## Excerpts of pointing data
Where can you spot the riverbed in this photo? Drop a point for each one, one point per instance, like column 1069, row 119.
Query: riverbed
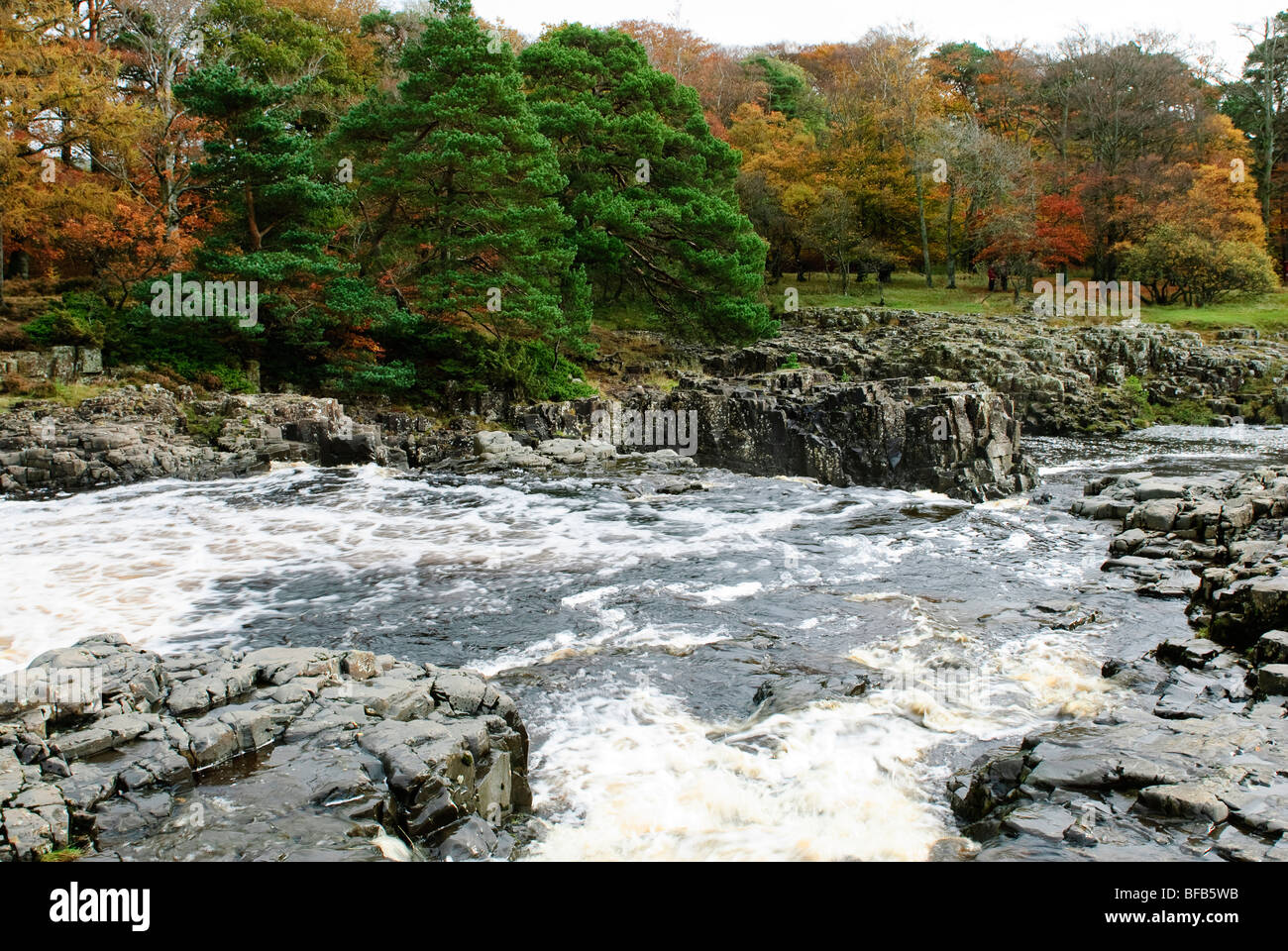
column 902, row 633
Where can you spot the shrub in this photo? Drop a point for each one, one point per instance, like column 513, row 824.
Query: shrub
column 77, row 321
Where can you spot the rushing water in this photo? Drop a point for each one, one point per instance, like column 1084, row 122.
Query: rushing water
column 634, row 633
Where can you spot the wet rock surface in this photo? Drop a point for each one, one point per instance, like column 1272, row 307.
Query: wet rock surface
column 1196, row 759
column 274, row 754
column 848, row 396
column 1060, row 379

## Stated task
Reproduce all of the records above line for line, without any alterations. Leave the pictures out.

## Reply to the task
Where can you spot the riverbed in this photo? Drop a point for each one, one point per instance, like column 1069, row 119.
Query: riverbed
column 902, row 633
Where can you spot the shrub in this photo? Drop a point for each one, one point per instance, like column 513, row 824.
Query: shrub
column 77, row 321
Where can you spot the rushing water in this photo? Drop a point for each one, one point per instance, like column 1084, row 122.
Query: rushing water
column 634, row 633
Where can you spot the wet rock surface in this photo? Drop a point for each one, one point per instance, like column 1272, row 307.
Query: wet rock surface
column 1196, row 759
column 274, row 754
column 848, row 396
column 1060, row 379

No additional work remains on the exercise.